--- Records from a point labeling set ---
##########

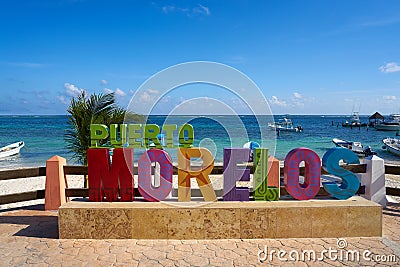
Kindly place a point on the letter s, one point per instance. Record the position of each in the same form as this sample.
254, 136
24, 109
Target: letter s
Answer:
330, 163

##########

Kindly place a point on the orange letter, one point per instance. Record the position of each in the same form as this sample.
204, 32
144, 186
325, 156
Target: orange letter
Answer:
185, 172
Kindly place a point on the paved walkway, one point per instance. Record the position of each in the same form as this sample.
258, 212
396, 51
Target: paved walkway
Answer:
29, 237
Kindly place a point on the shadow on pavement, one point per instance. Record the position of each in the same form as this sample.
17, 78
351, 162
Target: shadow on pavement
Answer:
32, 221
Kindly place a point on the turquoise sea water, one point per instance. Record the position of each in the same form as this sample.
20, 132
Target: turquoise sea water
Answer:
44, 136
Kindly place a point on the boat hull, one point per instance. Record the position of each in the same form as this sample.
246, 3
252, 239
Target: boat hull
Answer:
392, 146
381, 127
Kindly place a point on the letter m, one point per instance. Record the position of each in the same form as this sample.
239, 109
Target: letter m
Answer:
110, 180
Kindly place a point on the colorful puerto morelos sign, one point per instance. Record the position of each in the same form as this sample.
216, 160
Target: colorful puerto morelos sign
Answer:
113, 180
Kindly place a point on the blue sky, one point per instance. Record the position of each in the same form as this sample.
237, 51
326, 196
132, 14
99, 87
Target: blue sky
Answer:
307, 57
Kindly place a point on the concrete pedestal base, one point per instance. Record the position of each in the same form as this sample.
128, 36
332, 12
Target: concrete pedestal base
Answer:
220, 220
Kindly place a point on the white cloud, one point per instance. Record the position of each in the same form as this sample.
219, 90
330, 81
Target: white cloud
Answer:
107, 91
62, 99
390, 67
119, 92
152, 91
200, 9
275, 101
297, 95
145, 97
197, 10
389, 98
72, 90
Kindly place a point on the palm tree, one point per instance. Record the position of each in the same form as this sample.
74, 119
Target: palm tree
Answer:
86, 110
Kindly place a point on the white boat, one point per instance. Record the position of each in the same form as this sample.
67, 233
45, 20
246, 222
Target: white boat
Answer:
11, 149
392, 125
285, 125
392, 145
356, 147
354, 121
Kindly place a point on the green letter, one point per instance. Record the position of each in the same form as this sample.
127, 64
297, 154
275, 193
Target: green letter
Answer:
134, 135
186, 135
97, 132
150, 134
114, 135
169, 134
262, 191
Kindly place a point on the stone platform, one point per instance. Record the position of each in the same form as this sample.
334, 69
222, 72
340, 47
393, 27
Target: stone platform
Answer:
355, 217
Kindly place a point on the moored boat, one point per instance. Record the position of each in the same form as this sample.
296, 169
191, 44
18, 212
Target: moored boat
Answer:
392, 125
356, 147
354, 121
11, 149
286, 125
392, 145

##########

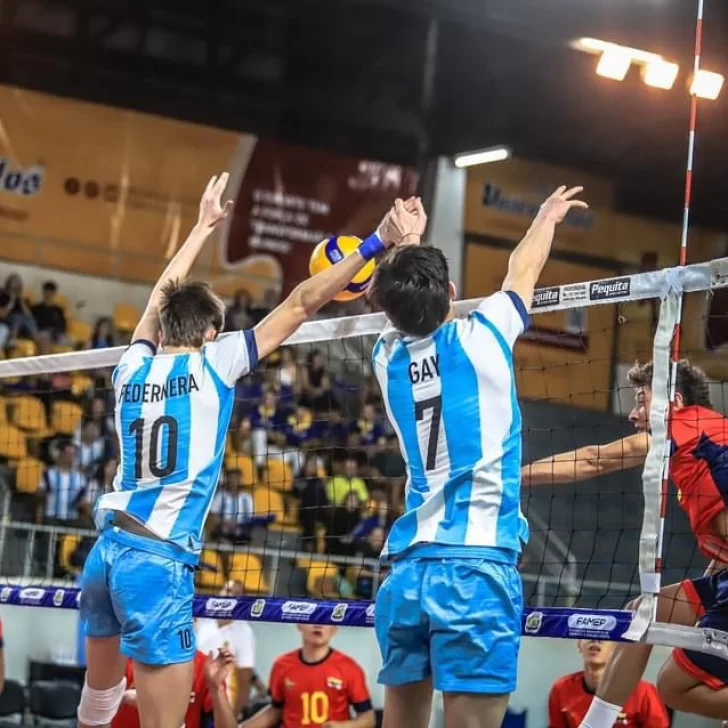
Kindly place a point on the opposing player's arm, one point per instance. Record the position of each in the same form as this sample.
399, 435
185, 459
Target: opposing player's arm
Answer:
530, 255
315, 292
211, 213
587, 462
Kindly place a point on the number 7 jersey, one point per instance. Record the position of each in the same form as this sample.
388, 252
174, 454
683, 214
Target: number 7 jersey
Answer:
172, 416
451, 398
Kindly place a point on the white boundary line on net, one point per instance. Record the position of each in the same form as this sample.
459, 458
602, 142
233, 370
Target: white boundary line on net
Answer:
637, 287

##########

--- TASK GOAL ---
Which lines of the data above contain the word "boat"? Copy each of them, matching case exactly.

--- COMPLETED TASK ---
Kindly place a point on the boat hull, one point per instance. Record the position of each in the same form as this sample.
Target: boat hull
Kindly place a point on the white boat, one point per instance. Record the position of each in the same form as this sample.
Target: white boat
Kindly place a point on the moored boat, one point per instance. Record the position of each in the same form as this sample.
Target: moored boat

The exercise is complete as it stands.